___ Input rows

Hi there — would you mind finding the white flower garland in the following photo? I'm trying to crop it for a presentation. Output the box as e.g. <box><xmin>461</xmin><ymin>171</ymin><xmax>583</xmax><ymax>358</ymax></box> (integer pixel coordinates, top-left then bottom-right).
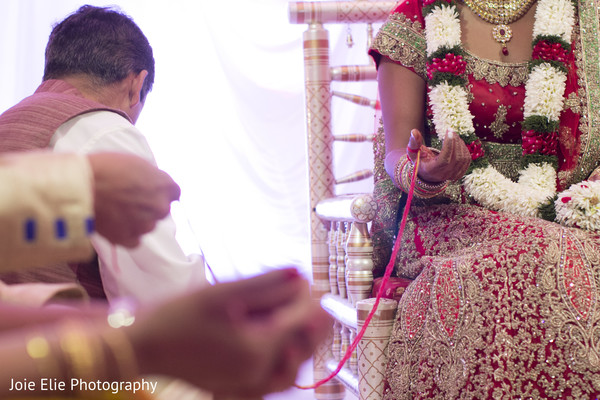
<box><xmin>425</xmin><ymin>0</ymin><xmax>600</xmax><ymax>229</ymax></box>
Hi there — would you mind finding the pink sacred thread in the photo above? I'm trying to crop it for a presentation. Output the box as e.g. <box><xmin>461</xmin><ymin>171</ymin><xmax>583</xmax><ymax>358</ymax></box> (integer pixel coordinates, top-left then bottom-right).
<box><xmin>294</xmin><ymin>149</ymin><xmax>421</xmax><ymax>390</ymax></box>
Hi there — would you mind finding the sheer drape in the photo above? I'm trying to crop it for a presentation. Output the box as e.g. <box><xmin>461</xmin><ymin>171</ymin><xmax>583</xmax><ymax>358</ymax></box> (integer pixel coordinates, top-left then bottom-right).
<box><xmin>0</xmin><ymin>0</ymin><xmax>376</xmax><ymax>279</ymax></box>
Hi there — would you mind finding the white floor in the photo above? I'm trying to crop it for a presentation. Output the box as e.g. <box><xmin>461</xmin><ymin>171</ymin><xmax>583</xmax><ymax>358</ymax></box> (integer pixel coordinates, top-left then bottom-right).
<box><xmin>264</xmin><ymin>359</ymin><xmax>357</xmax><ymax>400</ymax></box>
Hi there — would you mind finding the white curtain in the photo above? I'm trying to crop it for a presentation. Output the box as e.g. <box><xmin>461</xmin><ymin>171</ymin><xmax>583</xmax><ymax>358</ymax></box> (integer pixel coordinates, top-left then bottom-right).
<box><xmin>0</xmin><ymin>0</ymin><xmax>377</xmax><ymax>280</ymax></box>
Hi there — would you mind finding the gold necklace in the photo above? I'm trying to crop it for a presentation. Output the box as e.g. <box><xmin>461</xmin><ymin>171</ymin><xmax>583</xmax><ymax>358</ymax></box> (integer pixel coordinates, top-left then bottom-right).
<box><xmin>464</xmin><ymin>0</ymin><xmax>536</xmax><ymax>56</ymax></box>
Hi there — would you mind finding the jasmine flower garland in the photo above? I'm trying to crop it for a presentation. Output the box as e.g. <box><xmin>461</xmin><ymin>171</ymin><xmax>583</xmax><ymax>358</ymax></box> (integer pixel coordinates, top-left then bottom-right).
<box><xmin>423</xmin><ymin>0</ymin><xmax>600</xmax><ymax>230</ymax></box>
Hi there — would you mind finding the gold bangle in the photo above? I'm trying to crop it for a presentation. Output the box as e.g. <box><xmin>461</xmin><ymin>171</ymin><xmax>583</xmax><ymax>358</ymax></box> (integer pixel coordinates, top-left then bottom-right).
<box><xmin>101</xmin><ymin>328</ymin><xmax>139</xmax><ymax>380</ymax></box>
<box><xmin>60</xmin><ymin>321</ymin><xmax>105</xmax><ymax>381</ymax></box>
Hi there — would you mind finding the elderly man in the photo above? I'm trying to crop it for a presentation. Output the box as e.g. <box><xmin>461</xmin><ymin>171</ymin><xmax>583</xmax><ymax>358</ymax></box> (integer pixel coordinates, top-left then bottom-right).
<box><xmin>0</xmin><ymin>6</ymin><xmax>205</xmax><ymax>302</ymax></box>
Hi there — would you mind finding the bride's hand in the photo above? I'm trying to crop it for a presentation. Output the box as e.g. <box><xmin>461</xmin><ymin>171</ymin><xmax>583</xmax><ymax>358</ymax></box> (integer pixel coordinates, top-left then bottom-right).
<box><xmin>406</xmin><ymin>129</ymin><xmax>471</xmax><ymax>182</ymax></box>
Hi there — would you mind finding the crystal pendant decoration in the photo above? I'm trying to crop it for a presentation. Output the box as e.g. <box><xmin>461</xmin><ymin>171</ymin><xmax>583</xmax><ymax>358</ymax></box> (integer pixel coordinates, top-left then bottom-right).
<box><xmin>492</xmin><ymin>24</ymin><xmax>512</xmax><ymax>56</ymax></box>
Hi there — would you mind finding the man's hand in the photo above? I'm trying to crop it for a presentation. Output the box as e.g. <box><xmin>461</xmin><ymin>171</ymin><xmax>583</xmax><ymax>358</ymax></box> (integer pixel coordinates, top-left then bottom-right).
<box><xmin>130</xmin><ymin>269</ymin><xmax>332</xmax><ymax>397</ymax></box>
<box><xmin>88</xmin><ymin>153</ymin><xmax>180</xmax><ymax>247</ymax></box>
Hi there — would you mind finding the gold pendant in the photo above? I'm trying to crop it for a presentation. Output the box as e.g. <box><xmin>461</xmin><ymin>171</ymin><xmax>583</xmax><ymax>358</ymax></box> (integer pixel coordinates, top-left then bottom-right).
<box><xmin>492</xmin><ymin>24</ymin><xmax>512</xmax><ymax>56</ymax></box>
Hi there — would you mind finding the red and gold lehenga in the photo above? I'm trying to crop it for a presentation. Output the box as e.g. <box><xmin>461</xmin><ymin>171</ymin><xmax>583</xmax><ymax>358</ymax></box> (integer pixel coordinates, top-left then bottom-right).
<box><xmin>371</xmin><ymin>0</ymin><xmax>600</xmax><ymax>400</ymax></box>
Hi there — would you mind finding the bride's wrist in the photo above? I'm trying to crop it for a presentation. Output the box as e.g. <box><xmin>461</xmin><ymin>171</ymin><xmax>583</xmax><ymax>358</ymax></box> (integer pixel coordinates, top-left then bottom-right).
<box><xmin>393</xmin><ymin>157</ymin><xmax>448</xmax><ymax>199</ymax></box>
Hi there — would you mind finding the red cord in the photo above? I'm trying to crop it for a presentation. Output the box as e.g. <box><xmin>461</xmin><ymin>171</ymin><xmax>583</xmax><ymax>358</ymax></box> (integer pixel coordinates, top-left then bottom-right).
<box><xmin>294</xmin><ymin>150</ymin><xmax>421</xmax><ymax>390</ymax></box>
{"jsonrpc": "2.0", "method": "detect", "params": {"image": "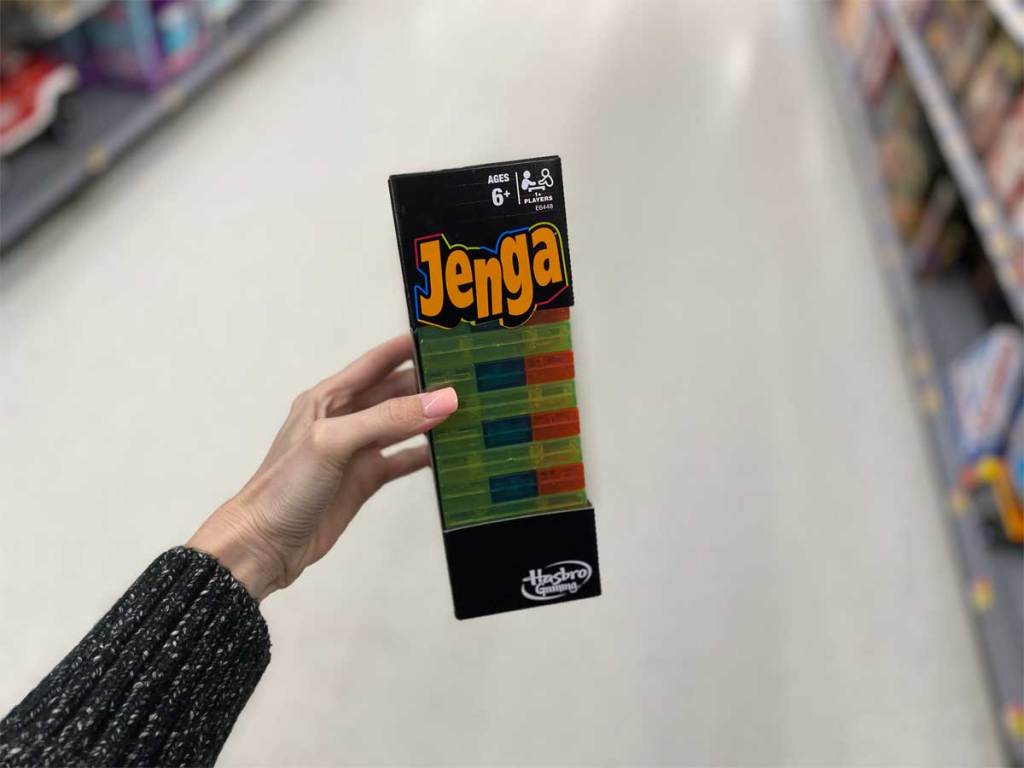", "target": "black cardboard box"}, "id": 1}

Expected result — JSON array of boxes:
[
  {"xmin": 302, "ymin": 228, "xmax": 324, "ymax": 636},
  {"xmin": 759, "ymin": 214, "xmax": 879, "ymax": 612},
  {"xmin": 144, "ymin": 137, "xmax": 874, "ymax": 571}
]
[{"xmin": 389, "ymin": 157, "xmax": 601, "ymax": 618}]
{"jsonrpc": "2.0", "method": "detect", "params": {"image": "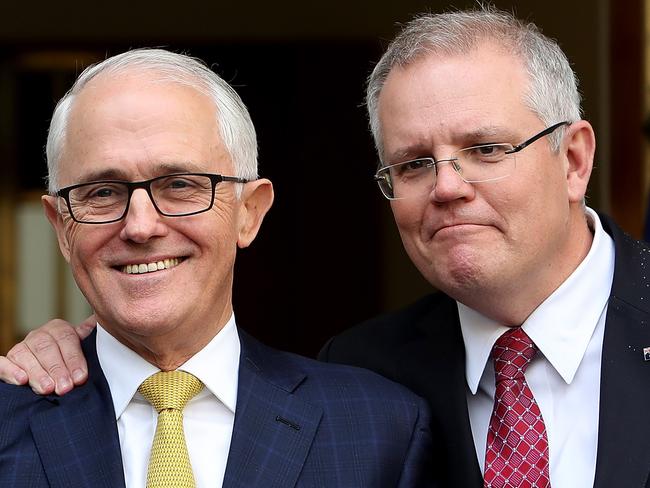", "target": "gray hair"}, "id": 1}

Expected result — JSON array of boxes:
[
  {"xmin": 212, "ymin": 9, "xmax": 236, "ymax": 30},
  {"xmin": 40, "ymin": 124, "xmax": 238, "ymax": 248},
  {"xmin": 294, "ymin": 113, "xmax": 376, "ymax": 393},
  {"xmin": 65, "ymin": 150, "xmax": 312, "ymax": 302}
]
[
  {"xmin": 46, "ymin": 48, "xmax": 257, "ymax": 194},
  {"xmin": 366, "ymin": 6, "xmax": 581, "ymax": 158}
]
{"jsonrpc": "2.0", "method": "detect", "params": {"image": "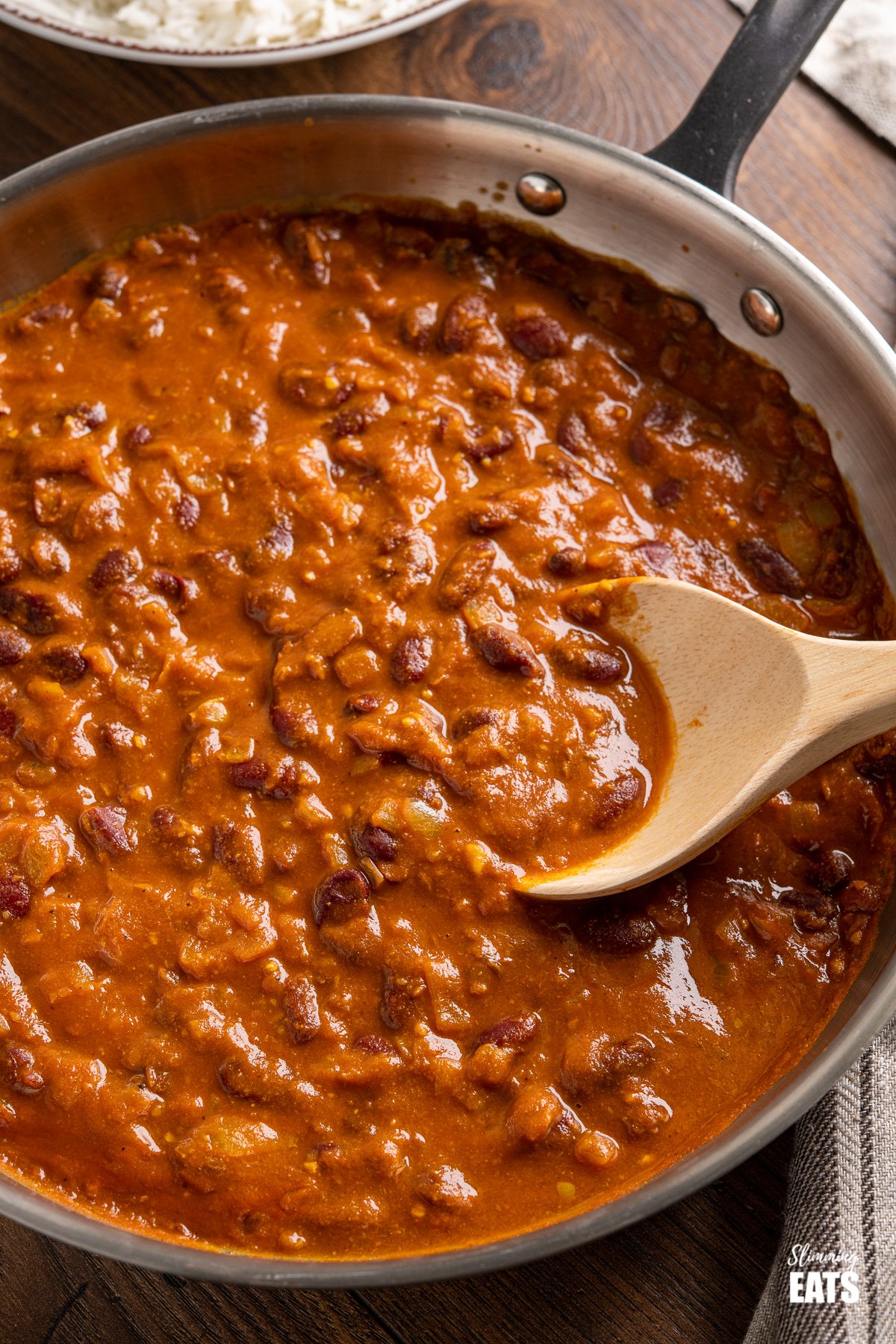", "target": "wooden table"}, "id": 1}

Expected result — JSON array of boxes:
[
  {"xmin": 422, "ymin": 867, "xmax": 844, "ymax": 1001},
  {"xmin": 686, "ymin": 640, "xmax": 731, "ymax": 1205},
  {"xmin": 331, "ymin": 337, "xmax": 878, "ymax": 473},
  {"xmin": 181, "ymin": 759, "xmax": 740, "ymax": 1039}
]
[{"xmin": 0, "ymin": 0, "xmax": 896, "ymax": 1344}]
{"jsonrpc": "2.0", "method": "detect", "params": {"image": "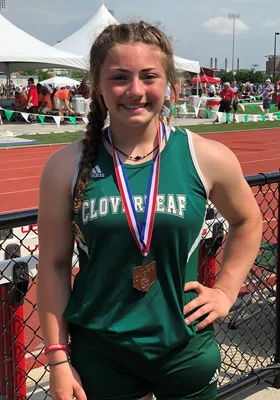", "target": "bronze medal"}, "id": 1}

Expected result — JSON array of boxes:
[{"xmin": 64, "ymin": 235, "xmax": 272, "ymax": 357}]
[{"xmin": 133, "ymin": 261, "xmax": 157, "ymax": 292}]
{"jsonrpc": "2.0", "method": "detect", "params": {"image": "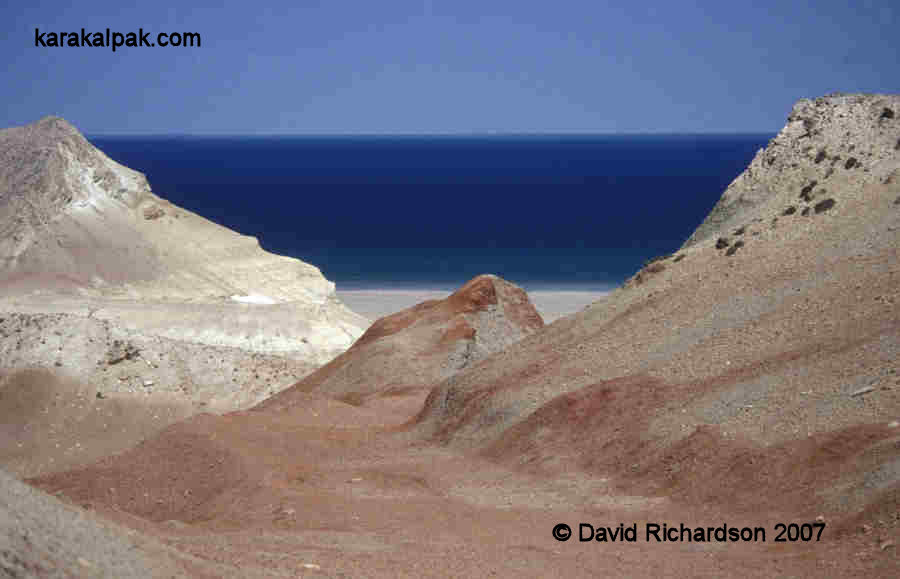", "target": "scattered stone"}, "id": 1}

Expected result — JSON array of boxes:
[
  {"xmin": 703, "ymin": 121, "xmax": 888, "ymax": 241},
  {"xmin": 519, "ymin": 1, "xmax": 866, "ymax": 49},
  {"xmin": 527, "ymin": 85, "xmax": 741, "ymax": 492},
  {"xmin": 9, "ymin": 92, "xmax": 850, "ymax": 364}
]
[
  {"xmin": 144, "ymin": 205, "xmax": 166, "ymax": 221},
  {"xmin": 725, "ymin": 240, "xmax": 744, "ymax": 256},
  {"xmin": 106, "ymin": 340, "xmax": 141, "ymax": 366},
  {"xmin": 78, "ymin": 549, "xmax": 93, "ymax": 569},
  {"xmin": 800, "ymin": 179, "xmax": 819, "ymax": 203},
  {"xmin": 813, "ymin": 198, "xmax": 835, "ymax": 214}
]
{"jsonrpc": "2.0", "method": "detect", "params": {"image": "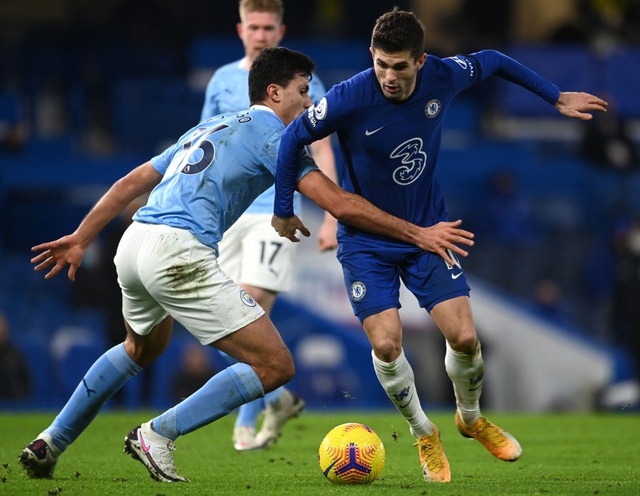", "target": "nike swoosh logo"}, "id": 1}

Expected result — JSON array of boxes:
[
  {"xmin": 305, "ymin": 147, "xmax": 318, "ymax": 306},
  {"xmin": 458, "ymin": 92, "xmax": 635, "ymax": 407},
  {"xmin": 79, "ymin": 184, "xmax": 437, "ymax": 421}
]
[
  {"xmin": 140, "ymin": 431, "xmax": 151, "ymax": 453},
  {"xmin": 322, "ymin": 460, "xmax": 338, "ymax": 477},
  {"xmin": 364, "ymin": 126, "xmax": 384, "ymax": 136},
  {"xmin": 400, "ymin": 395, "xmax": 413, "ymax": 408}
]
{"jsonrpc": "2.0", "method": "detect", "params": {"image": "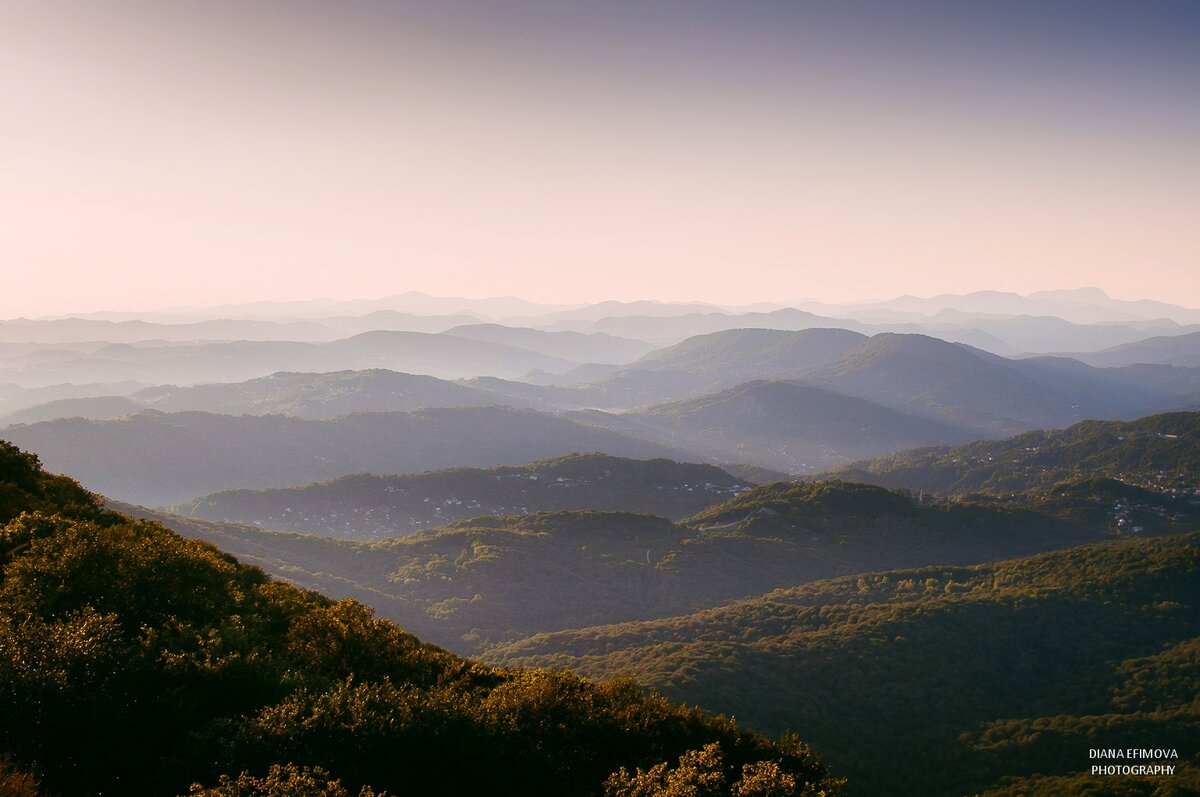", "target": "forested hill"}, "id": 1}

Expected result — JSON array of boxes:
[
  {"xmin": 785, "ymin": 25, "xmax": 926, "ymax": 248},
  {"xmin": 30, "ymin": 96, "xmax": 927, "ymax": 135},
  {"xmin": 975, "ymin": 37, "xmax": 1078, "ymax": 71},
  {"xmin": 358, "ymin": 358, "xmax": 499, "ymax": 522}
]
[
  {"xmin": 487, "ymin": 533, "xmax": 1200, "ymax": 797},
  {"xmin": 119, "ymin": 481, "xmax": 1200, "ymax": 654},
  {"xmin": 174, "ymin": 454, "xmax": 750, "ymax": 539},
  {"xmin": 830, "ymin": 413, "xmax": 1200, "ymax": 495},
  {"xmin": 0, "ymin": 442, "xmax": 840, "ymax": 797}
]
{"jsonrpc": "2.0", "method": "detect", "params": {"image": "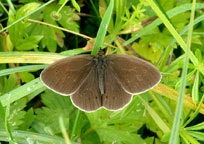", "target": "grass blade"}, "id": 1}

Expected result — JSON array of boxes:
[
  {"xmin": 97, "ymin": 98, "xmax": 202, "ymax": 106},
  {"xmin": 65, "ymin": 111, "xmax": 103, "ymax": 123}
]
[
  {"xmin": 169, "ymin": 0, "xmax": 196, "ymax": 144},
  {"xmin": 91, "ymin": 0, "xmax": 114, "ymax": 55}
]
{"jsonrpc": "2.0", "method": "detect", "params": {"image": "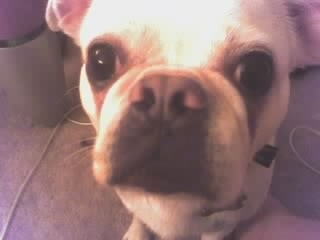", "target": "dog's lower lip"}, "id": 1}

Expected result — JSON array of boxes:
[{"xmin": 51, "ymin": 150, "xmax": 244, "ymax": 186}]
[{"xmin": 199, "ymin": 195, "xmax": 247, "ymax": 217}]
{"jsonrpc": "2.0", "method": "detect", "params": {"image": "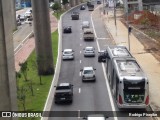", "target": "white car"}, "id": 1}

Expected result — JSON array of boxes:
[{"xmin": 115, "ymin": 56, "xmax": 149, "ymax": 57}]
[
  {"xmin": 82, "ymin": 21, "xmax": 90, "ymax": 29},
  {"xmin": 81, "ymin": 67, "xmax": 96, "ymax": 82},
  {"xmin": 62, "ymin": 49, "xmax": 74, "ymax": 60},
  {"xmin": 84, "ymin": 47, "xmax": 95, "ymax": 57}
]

______

What to work on:
Pick out every line in the items above that contains the word "cord", and copy each one out in full.

Correct result:
Hi there — would you mind finding the red cord in the photo above? I'm trying to crop it for a presentation. Output the box as e.g. <box><xmin>461</xmin><ymin>171</ymin><xmax>583</xmax><ymax>358</ymax></box> (integer pixel coordinates, top-left then bottom-right).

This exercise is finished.